**Anforderungen**
An welchem Tag wurde die Berliner Passage laut dem Seitentext eröffnet?

**Seitentext**
Biographie der Berliner Passage

Prestel-Verlag, München/ New York 1997

Gegenstand der vorliegenden Arbeit ist ein Bauwerk, von dem nichts mehr geblieben ist als Erinnerungen und Fotos. Im Auftrag einer Aktiengesellschaft von 1869 bis 1873 zwischen den Linden und der Ecke Friedrichstraße/ Behrenstraße errichtet, war die Berliner Passage am 22. März 1873 – zum Geburtstag des Kaisers – eröffnet worden (BM 3/98). Der Monarch hatte dem Verwaltungsrat erlaubt, sie Kaisergalerie zu nennen. Mit ihrer beiderseits von Läden gesäumten glasüberdachten Promenade und den vermietbaren Restaurations- und Festsälen sowie Büros in den Obergeschossen war das Geschäfts- und Vergnügungszentrum sieben Jahrzehnte lang – obwohl von Beginn an problembehaftet – ein magischer Anziehungspunkt. Beim ersten schweren Luftangriff auf die Stadt am 1. März 1943 wurde der Bau durch Brandbomben fast gänzlich zerstört, ein verbliebener kleiner Rest ist später auch noch in Flammen aufgegangen. Von der 130 Meter langen Passage sind nicht einmal die amtlichen Unterlagen erhalten geblieben; sie sind wie andere Bauakten des Bezirkes Mitte im Zweiten Weltkrieg verbrannt.

**Datenteil**

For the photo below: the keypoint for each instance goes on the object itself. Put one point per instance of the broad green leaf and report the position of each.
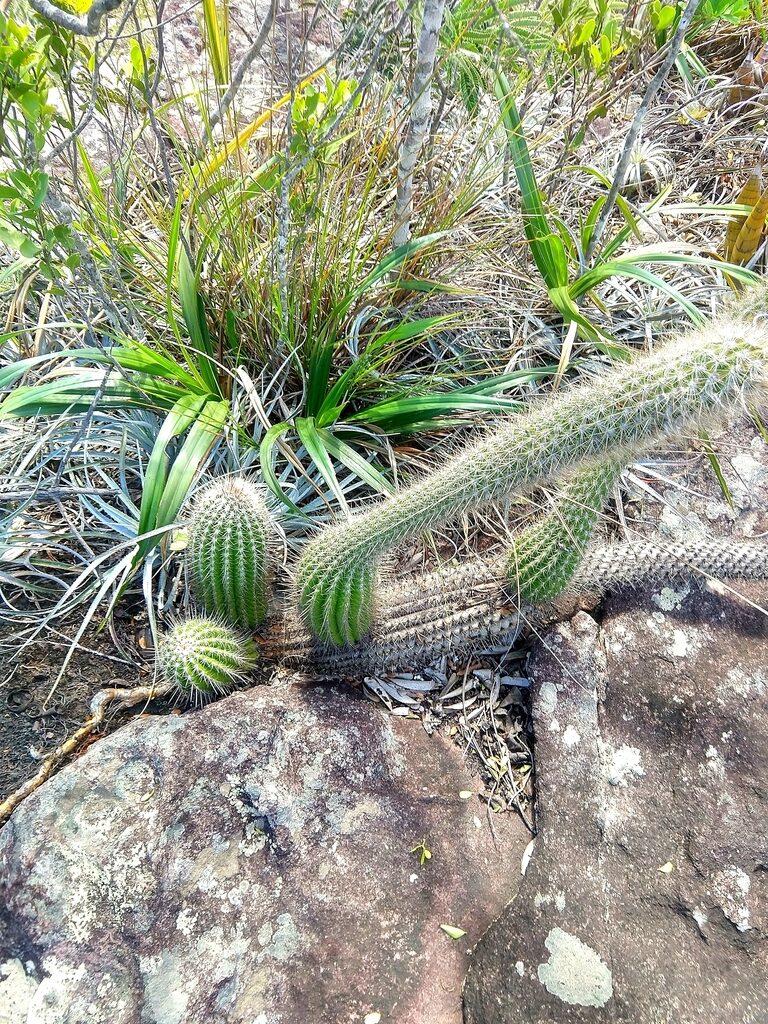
(203, 435)
(178, 420)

**Die Antwort**
Am 22. März 1873, zum Geburtstag des Kaisers.